Records from a data source:
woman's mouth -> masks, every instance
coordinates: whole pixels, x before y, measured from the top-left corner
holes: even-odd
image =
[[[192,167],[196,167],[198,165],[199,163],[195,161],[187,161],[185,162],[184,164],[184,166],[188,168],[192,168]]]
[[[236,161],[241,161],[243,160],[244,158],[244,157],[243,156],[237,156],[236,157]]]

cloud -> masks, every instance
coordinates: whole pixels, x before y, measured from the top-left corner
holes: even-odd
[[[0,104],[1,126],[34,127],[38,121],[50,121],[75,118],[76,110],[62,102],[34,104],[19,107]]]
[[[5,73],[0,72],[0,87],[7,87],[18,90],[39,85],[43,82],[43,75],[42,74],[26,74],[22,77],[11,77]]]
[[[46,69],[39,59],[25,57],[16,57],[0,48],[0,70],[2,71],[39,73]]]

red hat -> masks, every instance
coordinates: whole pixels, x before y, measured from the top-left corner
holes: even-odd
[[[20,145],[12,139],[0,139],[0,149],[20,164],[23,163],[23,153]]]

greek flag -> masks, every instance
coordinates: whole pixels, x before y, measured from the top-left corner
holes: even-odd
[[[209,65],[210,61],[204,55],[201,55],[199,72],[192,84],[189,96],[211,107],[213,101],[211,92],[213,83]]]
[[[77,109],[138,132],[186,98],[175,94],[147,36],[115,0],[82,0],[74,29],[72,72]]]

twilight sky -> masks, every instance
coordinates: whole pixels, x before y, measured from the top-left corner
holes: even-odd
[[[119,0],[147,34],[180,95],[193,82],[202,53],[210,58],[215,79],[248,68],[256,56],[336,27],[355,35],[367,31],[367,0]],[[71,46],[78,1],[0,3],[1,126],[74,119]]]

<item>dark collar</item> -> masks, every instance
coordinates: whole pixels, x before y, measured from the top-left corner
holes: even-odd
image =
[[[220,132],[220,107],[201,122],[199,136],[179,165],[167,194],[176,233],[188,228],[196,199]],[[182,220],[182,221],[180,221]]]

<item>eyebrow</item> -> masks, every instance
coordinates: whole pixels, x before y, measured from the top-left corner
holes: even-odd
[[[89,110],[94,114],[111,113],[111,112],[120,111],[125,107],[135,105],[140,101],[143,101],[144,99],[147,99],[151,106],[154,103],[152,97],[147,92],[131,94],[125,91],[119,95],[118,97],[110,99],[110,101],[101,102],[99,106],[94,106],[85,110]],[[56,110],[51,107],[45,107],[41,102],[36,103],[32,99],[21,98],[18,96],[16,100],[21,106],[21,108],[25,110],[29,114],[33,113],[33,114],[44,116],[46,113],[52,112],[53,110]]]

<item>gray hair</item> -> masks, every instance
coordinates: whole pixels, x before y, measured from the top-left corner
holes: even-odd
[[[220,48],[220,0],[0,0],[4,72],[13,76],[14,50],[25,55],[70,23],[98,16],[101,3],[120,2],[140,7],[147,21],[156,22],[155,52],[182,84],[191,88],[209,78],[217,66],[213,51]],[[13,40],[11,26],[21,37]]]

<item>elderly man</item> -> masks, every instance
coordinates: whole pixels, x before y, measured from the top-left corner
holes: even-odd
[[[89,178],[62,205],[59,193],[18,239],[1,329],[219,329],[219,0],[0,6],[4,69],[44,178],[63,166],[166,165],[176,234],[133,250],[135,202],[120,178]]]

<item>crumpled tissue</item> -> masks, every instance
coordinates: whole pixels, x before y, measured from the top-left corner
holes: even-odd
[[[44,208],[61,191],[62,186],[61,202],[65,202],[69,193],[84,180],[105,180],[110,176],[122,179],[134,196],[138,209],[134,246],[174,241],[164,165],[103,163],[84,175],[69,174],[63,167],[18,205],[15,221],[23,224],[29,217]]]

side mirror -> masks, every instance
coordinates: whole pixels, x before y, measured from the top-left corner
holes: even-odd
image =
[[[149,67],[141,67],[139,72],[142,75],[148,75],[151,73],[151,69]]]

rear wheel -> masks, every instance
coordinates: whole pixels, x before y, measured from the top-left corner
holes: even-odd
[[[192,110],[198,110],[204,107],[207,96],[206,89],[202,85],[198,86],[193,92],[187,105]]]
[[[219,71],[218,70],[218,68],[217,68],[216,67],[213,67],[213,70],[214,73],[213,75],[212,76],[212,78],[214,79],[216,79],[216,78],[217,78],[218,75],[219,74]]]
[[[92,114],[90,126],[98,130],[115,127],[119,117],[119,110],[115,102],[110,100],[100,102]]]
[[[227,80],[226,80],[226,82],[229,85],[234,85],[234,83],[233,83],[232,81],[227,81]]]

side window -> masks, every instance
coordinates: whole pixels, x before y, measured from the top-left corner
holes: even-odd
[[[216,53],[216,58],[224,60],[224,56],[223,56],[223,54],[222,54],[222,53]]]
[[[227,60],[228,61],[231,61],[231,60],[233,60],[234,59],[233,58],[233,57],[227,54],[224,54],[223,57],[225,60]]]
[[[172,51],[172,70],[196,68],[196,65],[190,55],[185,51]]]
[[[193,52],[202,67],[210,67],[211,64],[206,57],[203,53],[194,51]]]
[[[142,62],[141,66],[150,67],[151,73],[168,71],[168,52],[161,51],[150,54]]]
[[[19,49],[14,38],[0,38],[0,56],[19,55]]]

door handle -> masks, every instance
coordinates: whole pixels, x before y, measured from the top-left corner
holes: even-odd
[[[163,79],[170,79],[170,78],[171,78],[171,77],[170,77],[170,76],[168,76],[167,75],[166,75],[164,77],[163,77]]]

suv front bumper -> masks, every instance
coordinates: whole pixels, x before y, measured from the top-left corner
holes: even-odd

**PROBLEM REQUIREMENTS**
Convert the records above, from their start through the line that contains "[[[20,145],[12,139],[0,139],[0,149],[20,164],[23,163],[23,153]]]", into a JSON list of strings with one string per line. Leave out blank lines.

**COMPLETED TASK**
[
  "woman's mouth -> masks, every instance",
  "coordinates: whole pixels, x before y, measured from the top-left corner",
  "holes: even-odd",
  "image =",
  "[[[192,167],[196,167],[198,165],[199,163],[195,161],[187,161],[185,162],[184,164],[184,166],[188,168],[192,168]]]",
  "[[[236,161],[241,161],[243,160],[244,158],[244,157],[243,156],[237,156],[236,157]]]",
  "cloud -> masks, every instance",
  "coordinates: whole pixels, x before y, measured from the top-left corner",
  "holes: even-odd",
  "[[[0,104],[1,126],[34,127],[38,121],[50,121],[75,118],[76,110],[62,102],[34,104],[19,107]]]",
  "[[[5,73],[0,72],[0,87],[7,87],[18,90],[39,85],[43,82],[43,75],[42,74],[26,74],[22,77],[11,77]]]",
  "[[[46,69],[39,59],[25,57],[16,57],[0,48],[0,70],[2,71],[39,73]]]",
  "red hat -> masks, every instance",
  "coordinates: whole pixels, x before y, measured from the top-left corner",
  "holes: even-odd",
  "[[[20,145],[12,139],[0,139],[0,149],[20,164],[23,163],[23,153]]]"
]